**Supplied data:**
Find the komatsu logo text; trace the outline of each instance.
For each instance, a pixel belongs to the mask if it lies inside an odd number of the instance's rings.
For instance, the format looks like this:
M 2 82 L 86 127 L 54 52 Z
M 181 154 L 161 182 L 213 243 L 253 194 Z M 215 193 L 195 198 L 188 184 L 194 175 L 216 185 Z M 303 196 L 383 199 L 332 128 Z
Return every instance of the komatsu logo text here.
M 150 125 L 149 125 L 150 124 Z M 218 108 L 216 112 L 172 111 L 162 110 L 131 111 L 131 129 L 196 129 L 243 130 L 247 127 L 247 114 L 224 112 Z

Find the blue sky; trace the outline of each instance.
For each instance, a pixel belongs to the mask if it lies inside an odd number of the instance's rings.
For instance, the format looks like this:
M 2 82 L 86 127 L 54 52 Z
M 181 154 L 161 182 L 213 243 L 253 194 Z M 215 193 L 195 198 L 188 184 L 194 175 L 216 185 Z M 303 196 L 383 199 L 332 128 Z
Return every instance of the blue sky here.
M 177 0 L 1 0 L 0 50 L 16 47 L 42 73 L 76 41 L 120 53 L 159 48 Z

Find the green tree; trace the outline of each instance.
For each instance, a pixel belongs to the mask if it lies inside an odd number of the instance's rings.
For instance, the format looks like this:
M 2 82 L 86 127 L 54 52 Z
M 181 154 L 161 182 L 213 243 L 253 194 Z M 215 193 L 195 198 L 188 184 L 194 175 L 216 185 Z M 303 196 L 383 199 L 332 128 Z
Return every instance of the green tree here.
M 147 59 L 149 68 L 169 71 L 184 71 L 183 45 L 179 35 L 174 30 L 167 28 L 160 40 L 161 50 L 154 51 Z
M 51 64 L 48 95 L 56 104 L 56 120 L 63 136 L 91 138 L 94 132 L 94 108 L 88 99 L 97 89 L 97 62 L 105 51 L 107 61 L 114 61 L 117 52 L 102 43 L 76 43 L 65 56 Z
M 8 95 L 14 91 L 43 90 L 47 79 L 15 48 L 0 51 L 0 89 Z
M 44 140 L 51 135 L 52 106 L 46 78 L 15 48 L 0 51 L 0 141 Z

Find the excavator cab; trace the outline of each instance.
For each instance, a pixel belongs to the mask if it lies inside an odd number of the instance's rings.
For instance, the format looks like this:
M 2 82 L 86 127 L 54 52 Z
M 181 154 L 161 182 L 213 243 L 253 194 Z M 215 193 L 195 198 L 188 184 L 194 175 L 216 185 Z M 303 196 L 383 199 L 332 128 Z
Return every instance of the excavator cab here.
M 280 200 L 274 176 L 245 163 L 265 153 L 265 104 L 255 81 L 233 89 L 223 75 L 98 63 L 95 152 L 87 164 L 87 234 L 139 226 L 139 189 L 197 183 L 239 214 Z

**What to do:**
Copy out all of the data above again, replacing each "outline" with "contour" and keeping everything else the same.

**Full response:**
Find the komatsu logo text; trace the contour of each instance.
For each instance, a pixel belongs to the mask if it lies inside an odd number of the instance's rings.
For instance, the format looks like this:
M 2 82 L 86 127 L 54 52 Z
M 181 154 L 161 182 L 213 243 L 253 194 Z M 215 193 L 195 198 L 188 184 L 194 175 L 216 185 Z M 303 196 L 383 199 L 332 128 Z
Return every instance of the komatsu logo text here.
M 150 125 L 149 125 L 150 124 Z M 218 108 L 216 112 L 172 111 L 162 110 L 131 111 L 131 129 L 196 129 L 243 130 L 247 127 L 247 114 L 224 112 Z

Find the blue sky; trace the contour of each instance.
For each instance, a pixel belongs to the mask if it lies inside an odd number of the instance's rings.
For instance, the format looks like this:
M 2 82 L 86 127 L 54 52 Z
M 181 154 L 161 182 L 213 243 L 253 194 Z M 215 193 L 195 198 L 188 184 L 194 175 L 216 185 Z M 303 196 L 383 199 L 332 128 Z
Return every instance of the blue sky here.
M 177 0 L 1 0 L 0 50 L 16 47 L 42 73 L 76 41 L 120 53 L 159 48 Z

Find the green tree; trace the contour of each instance.
For each instance, a pixel belongs to the mask if it lies inside an odd number of the instance's rings.
For instance, the format looks like this:
M 2 82 L 86 127 L 54 52 Z
M 181 154 L 161 182 L 213 243 L 253 194 Z M 215 193 L 195 198 L 188 184 L 194 175 L 216 185 Z M 303 196 L 383 199 L 332 128 Z
Return every instance of the green tree here.
M 147 59 L 149 68 L 169 71 L 184 71 L 183 45 L 179 35 L 174 30 L 167 28 L 160 40 L 161 50 L 154 51 Z
M 51 64 L 48 95 L 56 104 L 56 120 L 63 136 L 91 138 L 94 132 L 94 108 L 88 99 L 97 89 L 97 62 L 105 51 L 107 61 L 114 61 L 117 52 L 102 43 L 76 43 L 65 56 Z
M 8 95 L 14 91 L 43 90 L 47 79 L 15 48 L 0 51 L 0 89 Z
M 44 140 L 51 135 L 52 106 L 46 78 L 15 48 L 0 51 L 0 141 Z

Find the excavator cab; trace the contour of each instance.
For each instance, a pixel belongs to the mask if it lies inside an odd number of the instance's rings.
For instance, the format looks like this:
M 2 82 L 86 127 L 54 52 Z
M 181 154 L 161 182 L 213 243 L 253 194 Z M 215 193 L 195 198 L 188 184 L 194 175 L 216 185 Z M 303 196 L 383 199 L 332 128 Z
Return every instance of the excavator cab here.
M 280 200 L 274 176 L 245 163 L 265 153 L 265 104 L 255 81 L 233 89 L 223 75 L 98 63 L 95 152 L 87 164 L 87 234 L 139 226 L 139 189 L 197 183 L 239 214 Z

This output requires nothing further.